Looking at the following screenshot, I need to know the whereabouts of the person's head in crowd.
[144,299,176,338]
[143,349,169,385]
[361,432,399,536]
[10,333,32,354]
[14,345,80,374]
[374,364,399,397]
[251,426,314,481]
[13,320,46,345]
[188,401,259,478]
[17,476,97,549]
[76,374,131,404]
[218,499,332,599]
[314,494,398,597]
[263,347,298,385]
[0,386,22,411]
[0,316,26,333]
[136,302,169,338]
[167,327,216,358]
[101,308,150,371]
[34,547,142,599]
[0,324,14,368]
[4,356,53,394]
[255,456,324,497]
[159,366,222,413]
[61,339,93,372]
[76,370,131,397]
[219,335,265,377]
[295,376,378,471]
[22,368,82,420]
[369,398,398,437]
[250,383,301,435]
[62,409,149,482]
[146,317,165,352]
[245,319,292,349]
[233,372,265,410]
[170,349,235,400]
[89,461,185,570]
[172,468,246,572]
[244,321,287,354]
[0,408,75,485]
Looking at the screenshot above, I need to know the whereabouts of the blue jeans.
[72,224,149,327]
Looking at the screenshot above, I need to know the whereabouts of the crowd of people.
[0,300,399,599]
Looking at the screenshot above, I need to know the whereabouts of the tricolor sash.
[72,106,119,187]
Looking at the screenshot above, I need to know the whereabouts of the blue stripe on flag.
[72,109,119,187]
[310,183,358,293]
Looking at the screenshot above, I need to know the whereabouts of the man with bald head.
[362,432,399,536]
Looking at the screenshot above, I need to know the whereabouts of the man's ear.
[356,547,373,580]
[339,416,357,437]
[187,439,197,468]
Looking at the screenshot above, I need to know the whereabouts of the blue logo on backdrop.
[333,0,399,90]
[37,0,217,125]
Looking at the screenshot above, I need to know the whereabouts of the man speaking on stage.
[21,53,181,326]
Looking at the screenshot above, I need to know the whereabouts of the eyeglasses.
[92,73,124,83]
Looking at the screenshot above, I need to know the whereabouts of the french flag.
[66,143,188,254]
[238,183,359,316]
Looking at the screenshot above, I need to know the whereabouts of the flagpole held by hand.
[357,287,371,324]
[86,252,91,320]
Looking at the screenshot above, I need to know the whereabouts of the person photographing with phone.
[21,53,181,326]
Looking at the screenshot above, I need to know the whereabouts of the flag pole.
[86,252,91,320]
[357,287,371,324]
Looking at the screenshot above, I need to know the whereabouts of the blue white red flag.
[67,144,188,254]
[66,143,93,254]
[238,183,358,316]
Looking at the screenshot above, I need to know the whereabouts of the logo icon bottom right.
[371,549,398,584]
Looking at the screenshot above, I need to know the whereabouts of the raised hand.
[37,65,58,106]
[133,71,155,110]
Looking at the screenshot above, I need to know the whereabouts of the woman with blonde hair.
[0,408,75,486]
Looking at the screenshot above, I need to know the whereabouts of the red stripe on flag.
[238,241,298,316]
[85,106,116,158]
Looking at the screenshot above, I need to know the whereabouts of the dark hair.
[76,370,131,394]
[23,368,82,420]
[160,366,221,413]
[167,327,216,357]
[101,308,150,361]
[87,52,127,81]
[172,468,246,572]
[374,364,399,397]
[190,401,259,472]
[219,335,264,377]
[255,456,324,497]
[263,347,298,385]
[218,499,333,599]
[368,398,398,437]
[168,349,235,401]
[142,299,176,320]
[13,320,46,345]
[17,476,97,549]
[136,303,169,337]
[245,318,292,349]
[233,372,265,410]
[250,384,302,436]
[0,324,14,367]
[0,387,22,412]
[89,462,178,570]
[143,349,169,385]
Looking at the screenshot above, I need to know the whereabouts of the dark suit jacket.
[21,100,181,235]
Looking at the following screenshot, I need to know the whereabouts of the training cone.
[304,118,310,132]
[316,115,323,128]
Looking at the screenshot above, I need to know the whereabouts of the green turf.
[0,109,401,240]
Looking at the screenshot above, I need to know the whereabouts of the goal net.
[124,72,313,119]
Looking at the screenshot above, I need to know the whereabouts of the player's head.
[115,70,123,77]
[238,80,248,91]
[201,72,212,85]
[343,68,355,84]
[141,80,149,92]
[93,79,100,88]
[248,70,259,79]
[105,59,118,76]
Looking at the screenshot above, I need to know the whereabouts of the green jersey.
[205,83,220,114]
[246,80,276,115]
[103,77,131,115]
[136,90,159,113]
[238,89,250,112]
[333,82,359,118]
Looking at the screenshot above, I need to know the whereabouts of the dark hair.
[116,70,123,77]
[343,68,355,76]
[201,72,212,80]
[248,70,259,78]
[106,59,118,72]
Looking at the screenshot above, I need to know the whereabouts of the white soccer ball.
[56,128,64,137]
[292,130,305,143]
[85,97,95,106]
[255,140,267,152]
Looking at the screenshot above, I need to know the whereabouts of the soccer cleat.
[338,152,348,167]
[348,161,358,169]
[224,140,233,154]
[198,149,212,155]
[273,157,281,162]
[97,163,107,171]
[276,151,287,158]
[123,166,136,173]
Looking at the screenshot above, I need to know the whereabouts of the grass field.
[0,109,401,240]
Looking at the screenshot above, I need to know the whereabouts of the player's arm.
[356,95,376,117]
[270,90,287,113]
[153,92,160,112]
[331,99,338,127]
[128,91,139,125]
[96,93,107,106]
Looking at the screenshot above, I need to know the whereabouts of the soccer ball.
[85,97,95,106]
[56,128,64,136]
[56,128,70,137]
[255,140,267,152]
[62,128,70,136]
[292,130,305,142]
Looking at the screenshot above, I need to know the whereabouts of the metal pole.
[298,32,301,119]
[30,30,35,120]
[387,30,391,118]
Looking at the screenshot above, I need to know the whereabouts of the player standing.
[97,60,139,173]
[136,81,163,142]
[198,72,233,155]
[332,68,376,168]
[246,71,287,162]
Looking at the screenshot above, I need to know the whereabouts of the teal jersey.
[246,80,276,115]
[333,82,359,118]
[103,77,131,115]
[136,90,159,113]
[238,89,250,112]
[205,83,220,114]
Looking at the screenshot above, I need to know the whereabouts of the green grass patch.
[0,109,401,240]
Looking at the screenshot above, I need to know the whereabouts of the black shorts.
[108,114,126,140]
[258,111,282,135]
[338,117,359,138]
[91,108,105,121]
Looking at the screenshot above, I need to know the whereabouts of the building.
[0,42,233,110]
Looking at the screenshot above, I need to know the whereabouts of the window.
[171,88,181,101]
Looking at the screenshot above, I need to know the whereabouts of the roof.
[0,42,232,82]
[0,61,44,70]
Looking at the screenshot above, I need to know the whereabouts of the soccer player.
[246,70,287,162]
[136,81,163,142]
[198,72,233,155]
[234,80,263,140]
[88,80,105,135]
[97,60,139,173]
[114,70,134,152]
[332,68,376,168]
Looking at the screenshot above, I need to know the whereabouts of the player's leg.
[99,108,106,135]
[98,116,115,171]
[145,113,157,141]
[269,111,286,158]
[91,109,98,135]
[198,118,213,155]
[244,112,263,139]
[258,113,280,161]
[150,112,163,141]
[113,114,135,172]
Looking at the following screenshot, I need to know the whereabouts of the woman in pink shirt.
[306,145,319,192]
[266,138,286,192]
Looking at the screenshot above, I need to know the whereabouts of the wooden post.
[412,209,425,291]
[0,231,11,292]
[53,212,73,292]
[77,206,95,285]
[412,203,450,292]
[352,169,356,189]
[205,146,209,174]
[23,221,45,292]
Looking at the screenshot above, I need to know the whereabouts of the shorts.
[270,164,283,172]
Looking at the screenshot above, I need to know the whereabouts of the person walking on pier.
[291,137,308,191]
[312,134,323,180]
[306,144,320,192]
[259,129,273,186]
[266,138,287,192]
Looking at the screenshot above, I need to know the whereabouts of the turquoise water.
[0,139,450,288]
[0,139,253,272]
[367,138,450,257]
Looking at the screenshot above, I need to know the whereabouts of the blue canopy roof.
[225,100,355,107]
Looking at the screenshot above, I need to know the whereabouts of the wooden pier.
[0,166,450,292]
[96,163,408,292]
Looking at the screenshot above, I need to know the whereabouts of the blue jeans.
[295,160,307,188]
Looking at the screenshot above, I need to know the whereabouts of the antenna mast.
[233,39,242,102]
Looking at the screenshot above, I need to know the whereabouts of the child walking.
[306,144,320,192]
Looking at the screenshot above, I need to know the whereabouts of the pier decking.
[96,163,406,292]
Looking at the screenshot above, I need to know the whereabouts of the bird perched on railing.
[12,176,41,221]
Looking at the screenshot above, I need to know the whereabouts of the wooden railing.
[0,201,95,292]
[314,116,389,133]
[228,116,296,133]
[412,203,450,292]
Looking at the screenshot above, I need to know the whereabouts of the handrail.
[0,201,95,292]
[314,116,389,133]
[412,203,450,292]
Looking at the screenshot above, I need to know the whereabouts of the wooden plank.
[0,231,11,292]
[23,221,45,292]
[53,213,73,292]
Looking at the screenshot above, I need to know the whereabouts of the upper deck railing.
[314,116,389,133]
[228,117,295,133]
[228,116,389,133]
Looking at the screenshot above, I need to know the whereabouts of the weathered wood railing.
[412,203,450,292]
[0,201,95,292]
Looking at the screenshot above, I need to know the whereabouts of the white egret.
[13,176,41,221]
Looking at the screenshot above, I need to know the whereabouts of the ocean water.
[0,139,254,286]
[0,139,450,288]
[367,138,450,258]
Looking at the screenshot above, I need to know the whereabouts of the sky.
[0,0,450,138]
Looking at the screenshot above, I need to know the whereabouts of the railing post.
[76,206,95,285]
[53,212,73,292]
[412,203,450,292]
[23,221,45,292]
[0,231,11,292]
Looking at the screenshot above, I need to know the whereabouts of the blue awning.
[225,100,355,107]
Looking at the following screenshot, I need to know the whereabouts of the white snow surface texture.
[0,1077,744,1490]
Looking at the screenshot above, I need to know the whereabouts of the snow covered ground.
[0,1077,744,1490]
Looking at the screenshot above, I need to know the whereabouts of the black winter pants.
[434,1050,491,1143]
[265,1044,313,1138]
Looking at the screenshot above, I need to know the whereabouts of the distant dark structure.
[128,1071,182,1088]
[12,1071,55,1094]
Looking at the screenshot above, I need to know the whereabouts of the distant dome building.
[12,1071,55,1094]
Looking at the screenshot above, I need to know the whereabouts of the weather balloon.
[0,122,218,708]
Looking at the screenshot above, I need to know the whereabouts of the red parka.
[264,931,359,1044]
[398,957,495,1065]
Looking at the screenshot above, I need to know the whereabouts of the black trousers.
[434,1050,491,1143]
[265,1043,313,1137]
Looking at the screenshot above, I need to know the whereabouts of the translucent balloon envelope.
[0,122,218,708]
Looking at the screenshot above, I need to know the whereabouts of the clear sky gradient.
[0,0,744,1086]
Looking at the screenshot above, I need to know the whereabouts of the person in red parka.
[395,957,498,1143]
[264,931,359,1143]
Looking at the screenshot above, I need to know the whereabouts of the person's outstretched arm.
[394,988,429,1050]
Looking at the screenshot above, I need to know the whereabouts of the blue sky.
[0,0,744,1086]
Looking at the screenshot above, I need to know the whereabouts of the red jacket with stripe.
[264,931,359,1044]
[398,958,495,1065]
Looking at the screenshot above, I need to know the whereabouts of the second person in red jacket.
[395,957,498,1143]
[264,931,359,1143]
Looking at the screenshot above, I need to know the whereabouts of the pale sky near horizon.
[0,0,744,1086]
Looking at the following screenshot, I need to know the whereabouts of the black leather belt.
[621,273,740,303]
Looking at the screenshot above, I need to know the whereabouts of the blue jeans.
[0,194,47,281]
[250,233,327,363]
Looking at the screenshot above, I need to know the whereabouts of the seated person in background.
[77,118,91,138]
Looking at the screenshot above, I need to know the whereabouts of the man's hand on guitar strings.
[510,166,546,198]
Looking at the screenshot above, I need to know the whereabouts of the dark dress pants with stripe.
+++++
*Aim of the task*
Retype the lines from the one containing "green grass patch." up to and including the one containing "[266,138,287,192]", matching each line exactly.

*Task answer*
Looking at the screenshot above, I need to know the whereabouts of the green grass patch.
[0,109,401,240]
Looking at the screenshot above, I need to know the whereabouts of the black shorts.
[108,114,126,140]
[258,111,282,135]
[338,117,359,138]
[91,108,105,121]
Looking at the screenshot above, I need to know the whereabouts of the building.
[0,42,233,110]
Looking at the screenshot above, I need to know the whereabouts of the window.
[171,88,181,101]
Looking at the screenshot above, I need to know the whereabouts of the roof.
[0,42,232,82]
[0,61,44,70]
Looking at the screenshot above, I need to know the whereabouts of the soccer player.
[246,70,287,162]
[136,81,163,142]
[198,72,233,155]
[234,80,263,140]
[88,80,105,135]
[97,60,139,173]
[114,70,134,152]
[332,68,376,168]
Looking at the screenshot above, I need to know the whereabouts of the player's leg.
[99,108,106,135]
[98,116,115,171]
[145,113,157,141]
[269,111,286,158]
[91,109,98,135]
[198,118,213,155]
[244,112,263,139]
[258,113,280,161]
[150,112,163,141]
[113,114,135,172]
Looking at the following screenshot, I need to know the whereabouts of the woman in pink shirt.
[306,145,319,192]
[266,138,286,192]
Looking at the screenshot above, I need to know the whereabouts of the wooden post.
[412,209,425,291]
[0,231,11,292]
[53,212,73,292]
[77,206,95,285]
[412,203,450,292]
[352,169,356,189]
[205,146,209,174]
[23,221,45,292]
Looking at the screenshot above, I need to know the whereabouts of the shorts.
[270,164,283,172]
Looking at the screenshot above, I need to know the whereabouts of the person walking on pier.
[291,137,308,191]
[312,134,323,180]
[306,144,320,192]
[259,129,273,186]
[266,138,287,192]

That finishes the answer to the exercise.